## Request
Please copy out the rows below, changing "star-shaped hole" to "star-shaped opening" and leaving everything else the same.

------------------------

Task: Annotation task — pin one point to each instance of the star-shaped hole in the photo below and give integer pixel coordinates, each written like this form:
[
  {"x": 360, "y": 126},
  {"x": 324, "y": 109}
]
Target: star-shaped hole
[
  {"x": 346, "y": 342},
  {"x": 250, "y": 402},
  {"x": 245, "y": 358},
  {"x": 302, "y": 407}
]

------------------------

## Response for this exercise
Task: Annotation task — pin one point to each instance of the star-shaped opening in the photo below and give integer pixel coordinates, each written like this form:
[
  {"x": 360, "y": 126},
  {"x": 324, "y": 109}
]
Target: star-shaped opening
[
  {"x": 346, "y": 342},
  {"x": 250, "y": 402},
  {"x": 245, "y": 358},
  {"x": 302, "y": 407}
]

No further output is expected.